* begin *

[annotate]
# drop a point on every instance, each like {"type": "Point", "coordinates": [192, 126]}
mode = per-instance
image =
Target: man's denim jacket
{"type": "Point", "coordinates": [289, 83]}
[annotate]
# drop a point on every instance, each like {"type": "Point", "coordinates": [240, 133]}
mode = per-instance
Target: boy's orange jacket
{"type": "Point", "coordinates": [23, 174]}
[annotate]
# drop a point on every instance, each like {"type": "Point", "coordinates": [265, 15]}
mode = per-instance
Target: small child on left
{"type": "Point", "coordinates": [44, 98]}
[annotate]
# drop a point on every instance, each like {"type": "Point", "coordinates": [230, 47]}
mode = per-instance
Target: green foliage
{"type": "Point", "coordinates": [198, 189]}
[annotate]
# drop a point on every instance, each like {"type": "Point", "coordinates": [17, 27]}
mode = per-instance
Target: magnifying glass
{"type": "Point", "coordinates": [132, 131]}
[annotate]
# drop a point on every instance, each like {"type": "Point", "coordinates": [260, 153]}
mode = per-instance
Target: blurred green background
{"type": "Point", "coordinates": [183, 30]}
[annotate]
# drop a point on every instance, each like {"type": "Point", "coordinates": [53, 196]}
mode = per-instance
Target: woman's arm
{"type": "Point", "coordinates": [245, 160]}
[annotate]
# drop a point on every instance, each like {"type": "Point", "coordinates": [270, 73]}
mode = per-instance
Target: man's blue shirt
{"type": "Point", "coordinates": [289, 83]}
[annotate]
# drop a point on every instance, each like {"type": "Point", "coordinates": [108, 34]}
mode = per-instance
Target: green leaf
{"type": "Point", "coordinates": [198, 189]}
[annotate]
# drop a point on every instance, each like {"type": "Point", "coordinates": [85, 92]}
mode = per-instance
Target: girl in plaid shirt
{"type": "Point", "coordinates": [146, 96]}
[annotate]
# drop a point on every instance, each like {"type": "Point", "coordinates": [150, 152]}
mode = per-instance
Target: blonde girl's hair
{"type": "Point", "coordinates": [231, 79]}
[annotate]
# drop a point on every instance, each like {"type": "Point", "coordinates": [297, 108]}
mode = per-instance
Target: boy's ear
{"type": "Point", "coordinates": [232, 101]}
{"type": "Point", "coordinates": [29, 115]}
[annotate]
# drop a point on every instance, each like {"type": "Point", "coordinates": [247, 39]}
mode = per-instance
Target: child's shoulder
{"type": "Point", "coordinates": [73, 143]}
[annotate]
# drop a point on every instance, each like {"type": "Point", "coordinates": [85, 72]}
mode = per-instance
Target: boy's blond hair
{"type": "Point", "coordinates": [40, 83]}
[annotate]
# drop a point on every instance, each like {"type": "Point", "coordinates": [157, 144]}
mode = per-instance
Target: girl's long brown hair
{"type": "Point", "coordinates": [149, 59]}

* end *

YOUR INSTRUCTIONS:
Print all of the entries exactly as they are written.

PROBLEM SOLUTION:
[annotate]
# drop a point on every instance, each like {"type": "Point", "coordinates": [192, 126]}
mode = per-instance
image =
Target: man's denim jacket
{"type": "Point", "coordinates": [289, 83]}
[annotate]
# drop a point on every instance, each like {"type": "Point", "coordinates": [240, 133]}
mode = per-instance
Target: boy's orange jacket
{"type": "Point", "coordinates": [23, 174]}
[annotate]
# drop a point on every instance, each like {"type": "Point", "coordinates": [265, 15]}
mode = per-instance
Target: small child on left
{"type": "Point", "coordinates": [44, 98]}
[annotate]
# drop a point on every instance, each like {"type": "Point", "coordinates": [230, 47]}
mode = per-instance
Target: green foliage
{"type": "Point", "coordinates": [198, 189]}
[annotate]
# drop a point on every instance, each like {"type": "Point", "coordinates": [17, 27]}
mode = per-instance
Target: magnifying glass
{"type": "Point", "coordinates": [132, 131]}
[annotate]
# drop a point on every instance, each like {"type": "Point", "coordinates": [260, 153]}
mode = per-instance
Target: blurred green background
{"type": "Point", "coordinates": [183, 30]}
[annotate]
# drop a point on every instance, each like {"type": "Point", "coordinates": [53, 196]}
mode = per-instance
Target: woman's arm
{"type": "Point", "coordinates": [245, 160]}
[annotate]
# drop a point on every instance, each like {"type": "Point", "coordinates": [270, 73]}
mode = per-instance
Target: man's blue shirt
{"type": "Point", "coordinates": [289, 83]}
[annotate]
# drop a point on every instance, each like {"type": "Point", "coordinates": [108, 34]}
mode = per-instance
Target: green leaf
{"type": "Point", "coordinates": [198, 189]}
[annotate]
# drop a point on every instance, each like {"type": "Point", "coordinates": [85, 92]}
mode = per-instance
Target: girl in plaid shirt
{"type": "Point", "coordinates": [146, 96]}
[annotate]
# drop a point on every instance, each like {"type": "Point", "coordinates": [150, 152]}
mode = per-instance
Target: blonde girl's hair
{"type": "Point", "coordinates": [231, 79]}
[annotate]
# drop a point on every instance, each like {"type": "Point", "coordinates": [297, 108]}
mode = per-instance
Target: boy's ear
{"type": "Point", "coordinates": [232, 101]}
{"type": "Point", "coordinates": [29, 115]}
[annotate]
# drop a point on every instance, each like {"type": "Point", "coordinates": [247, 39]}
mode = per-instance
Target: child's shoulder
{"type": "Point", "coordinates": [73, 143]}
[annotate]
# drop a point on every instance, each like {"type": "Point", "coordinates": [85, 72]}
mode = per-instance
Target: boy's blond hair
{"type": "Point", "coordinates": [40, 83]}
[annotate]
# drop a point on every instance, each like {"type": "Point", "coordinates": [157, 144]}
mode = per-instance
Target: girl's long brown hair
{"type": "Point", "coordinates": [149, 59]}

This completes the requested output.